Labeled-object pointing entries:
::::

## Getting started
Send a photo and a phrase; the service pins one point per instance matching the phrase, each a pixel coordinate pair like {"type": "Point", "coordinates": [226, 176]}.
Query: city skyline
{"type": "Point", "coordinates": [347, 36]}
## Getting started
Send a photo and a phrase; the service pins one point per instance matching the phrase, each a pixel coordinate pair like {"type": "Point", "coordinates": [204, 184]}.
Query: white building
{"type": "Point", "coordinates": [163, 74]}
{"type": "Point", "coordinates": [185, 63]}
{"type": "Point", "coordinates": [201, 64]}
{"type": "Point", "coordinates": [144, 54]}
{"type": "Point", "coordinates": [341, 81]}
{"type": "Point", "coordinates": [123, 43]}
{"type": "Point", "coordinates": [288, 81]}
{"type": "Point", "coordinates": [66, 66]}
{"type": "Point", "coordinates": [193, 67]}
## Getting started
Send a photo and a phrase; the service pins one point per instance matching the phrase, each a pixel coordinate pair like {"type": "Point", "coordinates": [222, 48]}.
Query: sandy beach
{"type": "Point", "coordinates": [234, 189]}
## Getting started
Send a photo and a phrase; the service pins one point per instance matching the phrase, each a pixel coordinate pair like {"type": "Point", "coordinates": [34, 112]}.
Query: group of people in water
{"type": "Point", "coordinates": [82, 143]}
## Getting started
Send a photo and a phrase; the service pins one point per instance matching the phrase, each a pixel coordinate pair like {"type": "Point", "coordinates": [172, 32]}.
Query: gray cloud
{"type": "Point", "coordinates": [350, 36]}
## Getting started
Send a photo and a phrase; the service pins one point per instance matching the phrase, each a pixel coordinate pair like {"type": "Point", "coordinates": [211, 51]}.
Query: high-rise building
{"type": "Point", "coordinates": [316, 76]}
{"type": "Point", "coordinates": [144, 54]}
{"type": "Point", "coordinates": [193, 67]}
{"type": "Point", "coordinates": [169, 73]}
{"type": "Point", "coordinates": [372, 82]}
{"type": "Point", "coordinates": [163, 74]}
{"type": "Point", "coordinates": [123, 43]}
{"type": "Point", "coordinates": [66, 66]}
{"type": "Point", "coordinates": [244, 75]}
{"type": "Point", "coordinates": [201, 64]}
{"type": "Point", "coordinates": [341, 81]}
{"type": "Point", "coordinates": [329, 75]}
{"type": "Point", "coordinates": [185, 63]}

::::

◆ What the task requires
Retype each record exactly, leaving nothing out.

◆ Output for this exercise
## Getting started
Send a photo and a phrase; the service pins one point per instance matching the phrase, each a pixel coordinate pair like {"type": "Point", "coordinates": [226, 176]}.
Query: city skyline
{"type": "Point", "coordinates": [347, 36]}
## Getting started
Send a photo and a phrase; the service pins one point per instance matching the phrase, each a pixel coordinate pair like {"type": "Point", "coordinates": [204, 184]}.
Query: white building
{"type": "Point", "coordinates": [163, 74]}
{"type": "Point", "coordinates": [185, 63]}
{"type": "Point", "coordinates": [201, 64]}
{"type": "Point", "coordinates": [144, 54]}
{"type": "Point", "coordinates": [341, 81]}
{"type": "Point", "coordinates": [123, 43]}
{"type": "Point", "coordinates": [288, 81]}
{"type": "Point", "coordinates": [66, 66]}
{"type": "Point", "coordinates": [193, 67]}
## Getting started
Send a photo and a phrase; the service pins one point per instance matching the phrase, each a pixel coordinate pair like {"type": "Point", "coordinates": [222, 48]}.
Query: sandy beach
{"type": "Point", "coordinates": [234, 189]}
## Getting started
Send a photo and a phrase; the service pins one point per instance matching the phrase, each a pixel coordinate pair like {"type": "Point", "coordinates": [34, 112]}.
Query: group of people in water
{"type": "Point", "coordinates": [82, 143]}
## Getting started
Send a photo and a phrase; the service pins one point per instance matching the phrase, each a pixel coordinate pair like {"type": "Point", "coordinates": [172, 32]}.
Query: gray cloud
{"type": "Point", "coordinates": [350, 36]}
## Getting started
Send a photo and a phrase; the service pins one point per instance matching the phrase, each a pixel coordinate pair like {"type": "Point", "coordinates": [211, 51]}.
Query: high-rise building
{"type": "Point", "coordinates": [316, 76]}
{"type": "Point", "coordinates": [144, 54]}
{"type": "Point", "coordinates": [193, 67]}
{"type": "Point", "coordinates": [169, 73]}
{"type": "Point", "coordinates": [372, 82]}
{"type": "Point", "coordinates": [163, 74]}
{"type": "Point", "coordinates": [123, 43]}
{"type": "Point", "coordinates": [66, 66]}
{"type": "Point", "coordinates": [244, 75]}
{"type": "Point", "coordinates": [201, 64]}
{"type": "Point", "coordinates": [341, 81]}
{"type": "Point", "coordinates": [329, 75]}
{"type": "Point", "coordinates": [185, 63]}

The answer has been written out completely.